Document extract:
■ ■ ■

The first democractic candidate to declare he was running for president was former Maryland Rep. John Delaney and since his campaign launched, he has visited all 99 counties in Iowa.
Although on Tuesday afternoon at the Orpheum Theater in Sioux City, Iowa, Delaney stepped in front of an audience he may have been addressing for the first time: Indian Country.
He began by thanking the people in attendance and spoke of the importance of having a forum dedicated to the issues, concerns and opportunities for Indigenous people and communities.
“I think it’s extraordinary that you decided to do this and that your voices will be heard in this presidential election,” Delaney said in his opening remarks.
As with many candidates who took part in the Frank LaMere Native American Presidential Forum, the first question came from Marcella LeBeau, a 99-year-old World War II veteran who asked candidates about their stance on the “Remove the Stain Act.”
The Act would rescind 20 Medals of Honor that were awarded to members of the 7th Cavalry who massacred hundreds of unarmed Lakota people, many of whom were women and children, at the Wounded Knee Massacre.
The question positioned candidates for an easy “slam dunk” to begin their discussions with tribal leaders on the panels, yet Delaney committed a minor gaffe in his answer.
“The number of innocent women and children who were killed in that battle is stunning,” Delaney said.

■ ■ ■

(Stored data)
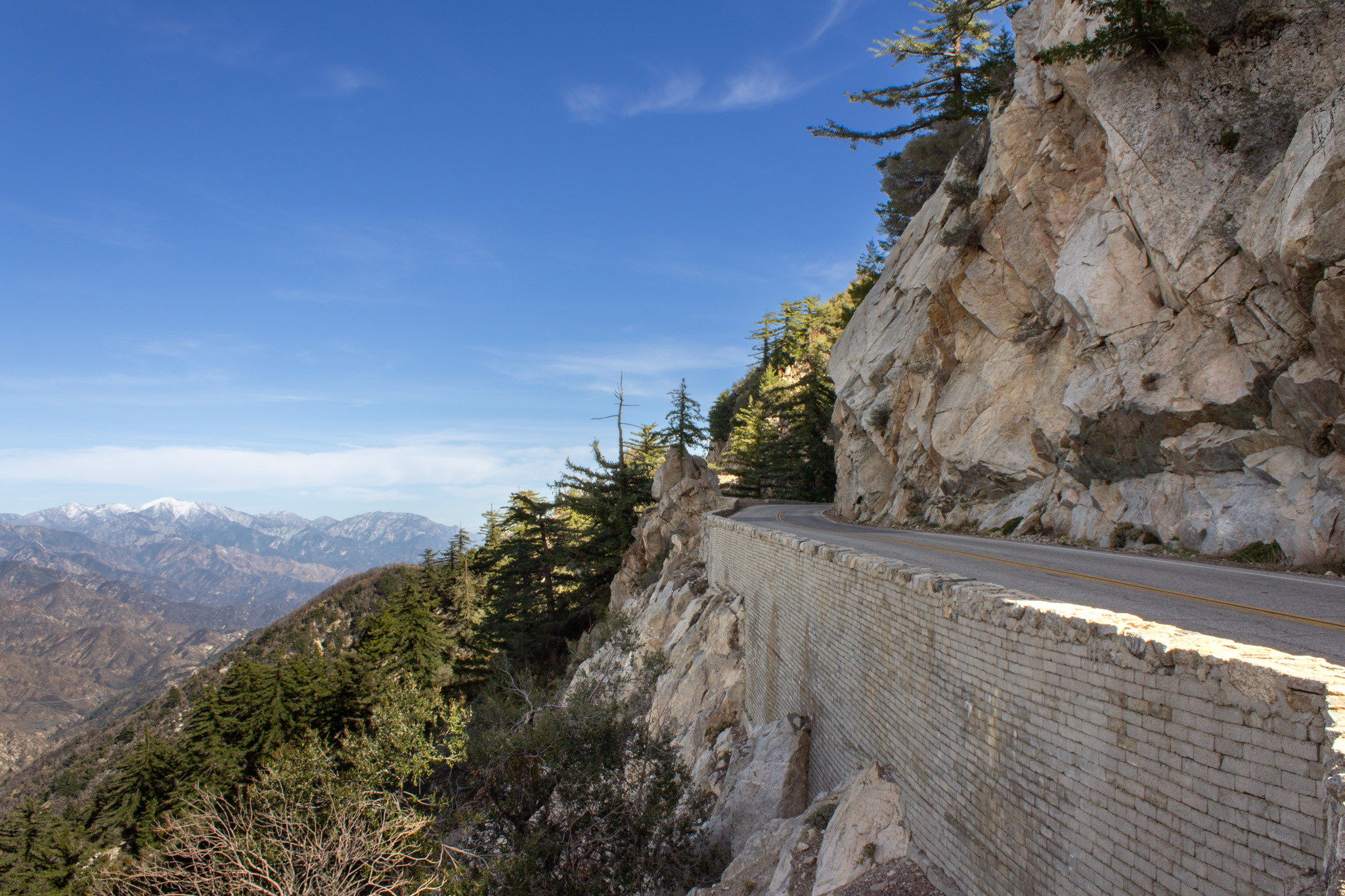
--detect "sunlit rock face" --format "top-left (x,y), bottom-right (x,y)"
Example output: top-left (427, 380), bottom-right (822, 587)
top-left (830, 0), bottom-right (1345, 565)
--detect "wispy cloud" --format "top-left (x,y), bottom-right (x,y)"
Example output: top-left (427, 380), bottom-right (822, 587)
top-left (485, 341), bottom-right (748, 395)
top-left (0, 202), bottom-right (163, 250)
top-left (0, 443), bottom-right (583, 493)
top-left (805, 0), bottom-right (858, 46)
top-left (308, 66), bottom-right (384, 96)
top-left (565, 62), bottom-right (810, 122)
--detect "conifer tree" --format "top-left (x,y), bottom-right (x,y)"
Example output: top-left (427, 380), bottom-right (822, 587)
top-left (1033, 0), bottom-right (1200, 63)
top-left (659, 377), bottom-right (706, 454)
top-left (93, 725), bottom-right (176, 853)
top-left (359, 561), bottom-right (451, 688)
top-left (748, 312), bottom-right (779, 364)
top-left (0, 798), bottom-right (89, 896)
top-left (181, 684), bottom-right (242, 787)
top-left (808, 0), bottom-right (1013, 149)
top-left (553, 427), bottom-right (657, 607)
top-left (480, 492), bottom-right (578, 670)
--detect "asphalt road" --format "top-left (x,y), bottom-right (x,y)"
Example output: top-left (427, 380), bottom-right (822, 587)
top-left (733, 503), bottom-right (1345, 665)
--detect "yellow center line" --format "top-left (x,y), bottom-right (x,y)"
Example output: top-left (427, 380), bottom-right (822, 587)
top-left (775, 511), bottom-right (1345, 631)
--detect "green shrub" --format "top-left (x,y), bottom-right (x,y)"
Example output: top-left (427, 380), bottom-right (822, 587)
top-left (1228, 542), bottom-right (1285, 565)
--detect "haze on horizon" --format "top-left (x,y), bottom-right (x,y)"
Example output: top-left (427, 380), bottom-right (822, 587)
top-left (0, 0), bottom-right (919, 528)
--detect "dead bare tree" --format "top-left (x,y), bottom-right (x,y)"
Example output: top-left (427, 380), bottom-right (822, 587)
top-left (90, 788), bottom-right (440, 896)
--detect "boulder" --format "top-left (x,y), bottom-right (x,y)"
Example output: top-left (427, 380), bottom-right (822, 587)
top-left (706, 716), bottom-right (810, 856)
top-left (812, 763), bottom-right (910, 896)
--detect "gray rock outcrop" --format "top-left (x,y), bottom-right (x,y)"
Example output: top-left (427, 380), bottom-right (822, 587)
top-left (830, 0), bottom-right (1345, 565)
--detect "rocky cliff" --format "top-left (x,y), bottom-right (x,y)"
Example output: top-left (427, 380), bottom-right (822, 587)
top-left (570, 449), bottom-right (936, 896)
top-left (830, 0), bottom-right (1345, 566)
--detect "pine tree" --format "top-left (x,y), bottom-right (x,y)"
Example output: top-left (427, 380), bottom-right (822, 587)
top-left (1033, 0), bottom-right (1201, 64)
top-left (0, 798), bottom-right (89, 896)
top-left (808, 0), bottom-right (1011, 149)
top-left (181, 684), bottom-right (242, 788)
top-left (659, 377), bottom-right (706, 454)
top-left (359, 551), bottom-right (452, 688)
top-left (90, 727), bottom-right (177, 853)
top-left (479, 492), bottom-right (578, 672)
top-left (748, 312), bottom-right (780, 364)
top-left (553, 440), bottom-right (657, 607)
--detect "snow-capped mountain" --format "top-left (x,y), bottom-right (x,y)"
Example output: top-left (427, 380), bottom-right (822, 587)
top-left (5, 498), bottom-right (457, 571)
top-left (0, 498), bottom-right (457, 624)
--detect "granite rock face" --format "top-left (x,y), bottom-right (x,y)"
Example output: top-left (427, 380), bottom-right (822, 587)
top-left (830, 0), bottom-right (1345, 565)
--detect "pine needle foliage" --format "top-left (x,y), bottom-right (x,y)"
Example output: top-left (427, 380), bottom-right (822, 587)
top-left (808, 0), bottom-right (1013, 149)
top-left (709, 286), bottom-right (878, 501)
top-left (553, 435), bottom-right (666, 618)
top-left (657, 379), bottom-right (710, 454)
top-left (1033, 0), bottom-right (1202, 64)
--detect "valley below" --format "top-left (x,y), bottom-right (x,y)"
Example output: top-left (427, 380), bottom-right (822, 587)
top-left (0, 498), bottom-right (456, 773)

■ ■ ■

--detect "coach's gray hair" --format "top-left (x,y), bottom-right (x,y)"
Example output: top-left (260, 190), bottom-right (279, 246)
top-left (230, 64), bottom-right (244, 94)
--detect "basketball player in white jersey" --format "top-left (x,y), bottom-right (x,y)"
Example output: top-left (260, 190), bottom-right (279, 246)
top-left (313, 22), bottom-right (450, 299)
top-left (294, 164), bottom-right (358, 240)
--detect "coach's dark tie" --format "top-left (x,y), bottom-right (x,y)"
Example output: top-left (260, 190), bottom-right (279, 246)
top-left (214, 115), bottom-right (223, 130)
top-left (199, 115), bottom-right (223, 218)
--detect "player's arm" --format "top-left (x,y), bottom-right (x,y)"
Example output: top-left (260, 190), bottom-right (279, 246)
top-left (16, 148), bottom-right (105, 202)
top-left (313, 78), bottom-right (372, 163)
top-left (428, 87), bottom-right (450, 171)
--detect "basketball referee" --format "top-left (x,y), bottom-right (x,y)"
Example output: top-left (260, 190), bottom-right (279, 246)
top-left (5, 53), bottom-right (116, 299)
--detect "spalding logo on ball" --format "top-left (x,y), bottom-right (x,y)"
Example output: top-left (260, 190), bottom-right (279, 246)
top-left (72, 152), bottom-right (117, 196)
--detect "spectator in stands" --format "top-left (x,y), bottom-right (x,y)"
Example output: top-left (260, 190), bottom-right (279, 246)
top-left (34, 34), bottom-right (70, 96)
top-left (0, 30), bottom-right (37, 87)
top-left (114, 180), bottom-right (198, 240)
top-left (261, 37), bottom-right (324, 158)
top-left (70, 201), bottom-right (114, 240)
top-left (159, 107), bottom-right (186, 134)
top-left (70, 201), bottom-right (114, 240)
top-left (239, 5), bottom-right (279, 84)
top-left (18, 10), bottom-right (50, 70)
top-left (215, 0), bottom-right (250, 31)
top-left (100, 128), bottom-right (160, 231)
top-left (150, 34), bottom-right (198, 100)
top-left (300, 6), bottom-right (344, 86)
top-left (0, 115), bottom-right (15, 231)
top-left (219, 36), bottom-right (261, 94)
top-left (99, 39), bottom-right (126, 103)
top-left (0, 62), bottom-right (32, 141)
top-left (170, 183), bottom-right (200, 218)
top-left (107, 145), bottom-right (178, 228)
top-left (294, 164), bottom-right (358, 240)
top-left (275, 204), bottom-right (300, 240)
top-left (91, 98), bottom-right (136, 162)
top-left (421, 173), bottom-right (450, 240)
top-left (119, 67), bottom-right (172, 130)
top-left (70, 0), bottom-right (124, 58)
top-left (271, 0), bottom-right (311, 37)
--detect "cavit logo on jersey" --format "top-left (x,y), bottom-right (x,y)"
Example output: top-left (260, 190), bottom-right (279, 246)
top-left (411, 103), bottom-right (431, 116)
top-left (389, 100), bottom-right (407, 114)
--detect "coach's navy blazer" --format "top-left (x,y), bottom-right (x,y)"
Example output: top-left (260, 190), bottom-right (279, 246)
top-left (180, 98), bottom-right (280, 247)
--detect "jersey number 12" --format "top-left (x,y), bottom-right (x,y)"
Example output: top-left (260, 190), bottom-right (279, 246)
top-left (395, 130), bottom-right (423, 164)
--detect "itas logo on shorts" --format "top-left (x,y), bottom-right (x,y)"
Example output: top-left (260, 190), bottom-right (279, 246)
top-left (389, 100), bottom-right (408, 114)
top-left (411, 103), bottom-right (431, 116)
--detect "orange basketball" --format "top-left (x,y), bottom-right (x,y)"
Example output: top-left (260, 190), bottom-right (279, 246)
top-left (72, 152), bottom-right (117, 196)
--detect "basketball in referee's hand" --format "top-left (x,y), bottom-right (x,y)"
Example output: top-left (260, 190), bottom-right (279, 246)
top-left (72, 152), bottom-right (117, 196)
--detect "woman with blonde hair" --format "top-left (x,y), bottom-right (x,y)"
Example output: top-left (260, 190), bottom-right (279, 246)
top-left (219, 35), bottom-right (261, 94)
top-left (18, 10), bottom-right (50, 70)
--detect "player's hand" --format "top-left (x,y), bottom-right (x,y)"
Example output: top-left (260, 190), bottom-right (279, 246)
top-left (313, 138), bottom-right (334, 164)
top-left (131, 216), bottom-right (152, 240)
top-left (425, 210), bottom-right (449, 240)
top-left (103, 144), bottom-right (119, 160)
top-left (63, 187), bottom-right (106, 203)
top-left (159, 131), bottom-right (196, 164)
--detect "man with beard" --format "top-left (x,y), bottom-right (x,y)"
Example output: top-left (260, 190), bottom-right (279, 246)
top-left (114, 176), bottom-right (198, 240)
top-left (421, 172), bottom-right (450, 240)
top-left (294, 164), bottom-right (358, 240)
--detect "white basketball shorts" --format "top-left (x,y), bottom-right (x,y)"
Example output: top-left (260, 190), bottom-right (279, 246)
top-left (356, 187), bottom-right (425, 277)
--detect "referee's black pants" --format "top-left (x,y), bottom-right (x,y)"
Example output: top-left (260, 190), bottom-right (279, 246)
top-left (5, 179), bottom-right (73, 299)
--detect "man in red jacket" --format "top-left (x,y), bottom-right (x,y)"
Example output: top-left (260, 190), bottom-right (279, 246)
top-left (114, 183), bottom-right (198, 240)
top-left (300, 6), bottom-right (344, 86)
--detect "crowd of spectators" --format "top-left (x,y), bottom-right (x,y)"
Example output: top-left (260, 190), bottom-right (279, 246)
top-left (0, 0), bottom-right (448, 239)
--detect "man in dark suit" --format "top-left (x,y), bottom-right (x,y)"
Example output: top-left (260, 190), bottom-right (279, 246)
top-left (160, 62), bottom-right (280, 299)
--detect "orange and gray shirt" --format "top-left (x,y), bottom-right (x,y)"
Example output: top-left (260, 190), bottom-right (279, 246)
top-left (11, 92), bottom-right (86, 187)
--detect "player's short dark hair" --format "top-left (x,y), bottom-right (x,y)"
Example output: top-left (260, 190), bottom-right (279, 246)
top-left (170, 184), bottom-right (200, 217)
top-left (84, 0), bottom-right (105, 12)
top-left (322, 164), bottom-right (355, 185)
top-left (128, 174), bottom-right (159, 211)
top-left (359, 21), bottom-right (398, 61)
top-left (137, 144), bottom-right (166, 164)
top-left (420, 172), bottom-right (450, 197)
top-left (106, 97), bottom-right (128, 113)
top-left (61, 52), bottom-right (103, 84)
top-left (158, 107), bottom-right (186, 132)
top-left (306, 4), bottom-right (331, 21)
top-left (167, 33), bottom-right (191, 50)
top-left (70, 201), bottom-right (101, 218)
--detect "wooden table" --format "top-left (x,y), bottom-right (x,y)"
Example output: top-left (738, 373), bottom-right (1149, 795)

■ ■ ■

Problems to work on:
**A.** Find each line in the entries that contains the word "hand" and copy it out in full. Case counts.
**B.** Continue the article about John Delaney at the Native American Presidential Forum, starting right after its last sentence.

Final answers:
**A.**
--detect "basketball in referee's hand" --format "top-left (x,y), bottom-right (x,y)"
--detect "player's hand" --format "top-left (x,y), bottom-right (x,y)"

**B.**
“It wasn’t a battle,” LeBeau quickly responded to correct the former congressman.
“It wasn’t a battle, I’m sorry, in the incident, it wasn’t a battle,” Delaney replied. “The number of women and children that were killed and massacred in that situation you just described, is appalling.”
Delaney did say if that legislation were to cross his desk as president he would sign it, which received applause from the audience.
At another moment later in the panel, Delaney had a back and forth on healthcare with Chair of the National Indian Health Board, Victoria Kitcheyan. She asked how Delaney, as president, would provide high quality care for future generations of Native Americans.
Delaney briefly described how his plan would reform the current system and provide the proper funding to provide quality healthcare for Native American communities.
“I would want that the national, universal healthcare system that I build for all the citizens of this country to be available to your community, because I think it would be a better option than what you have now,” Delaney said. “There are alternatives to achieving that, which is to allow it to continue to be an independent, separate system and funding it at sufficient levels. I think either of those are potentially good options for improving the quality of the Indian Healthcare System.”
Kitcheyan was quick to tell Delaney that would not work for Indian Country.
“Sir, I just have to respond, that would not work for Indian Country, universal healthcare,” said Kitcheyan, a council member for the Winnebago tribe of Nebraska. “We are a distinct political nation and please, just put that out of your mind on a solution for Indian Country.”
Delaney clarified his answer by saying that having an option available gives people the choice to choose what is best for them.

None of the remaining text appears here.